• WHAT YOU NEED TO DO:
[A] Reproduce the passage on worry verbatim, starting at "N. and M. were" and ending at "bear it silently.".
[B] Translate the following sentence from the passage on worry into Spanish: "Intently look at the true reasons for your worry."

[Begin DOCUMENT EXCERPT]

And U. was not a stranger in our house. Today he was very polite, as frightened men frequently are. We both, I and my mom, were visited with the same unpleasant sensation at that moment – worry, like the rippling of water in a silent place, glimmered faintly in his pale blue eyes.

U.’s eyes were sharp, noticing everything, skipping nothing. A round face, shiny black hair, and old fashioned half-whiskers. A friend to our house, a brother to my mom, a confidante to me. He was quick at understanding the teenagers who spoke their own language of youth, and the most reticent and distrustful of them would tell him their story without realizing they were doing so. But his own daughters seemed to get more and more distant and solemn with him.


1) Make a Whole Understanding of Your ‘Why’

U. had two twin-teenage daughters whom he raised without mother, she died when they were only three years old.

N. and M. were as different in their inner nature as they were alike in their outer looks. N. was rather more complex than M. She was fanciful with all sorts of unspoken preferences and was easily offended, her velvety green eyes filled with tears at every trifling misfortune. M., on the contrary, at almost any disappointment or displeasure would lift her chin and bear it silently.

Both of them at their 16 now were getting even with the life of love-adventure. That was the major reason for sleepless nights and days full of anxiety for their father.

Figure out ‘why’ you worry so much. Intently look at the true reasons for your worry. It may be a slight thing that disturbs your equanimity or a major distractive force that frails your mind – in any case, you need to form a clear understanding of what you are dealing with.

[End DOCUMENT EXCERPT]
[Begin RECORDED INFORMATION]

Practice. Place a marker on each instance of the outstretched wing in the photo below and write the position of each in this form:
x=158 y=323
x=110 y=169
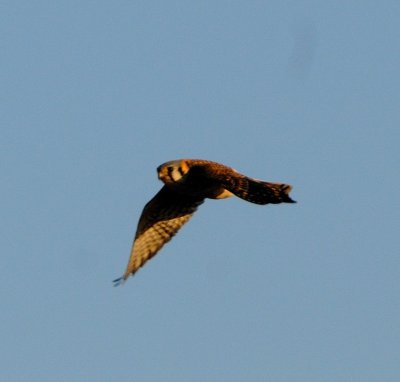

[End RECORDED INFORMATION]

• RESPONSES:
[A]
N. and M. were as different in their inner nature as they were alike in their outer looks. N. was rather more complex than M. She was fanciful with all sorts of unspoken preferences and was easily offended, her velvety green eyes filled with tears at every trifling misfortune. M., on the contrary, at almost any disappointment or displeasure would lift her chin and bear it silently.

[B] Mira con atención las verdaderas razones de tu preocupación.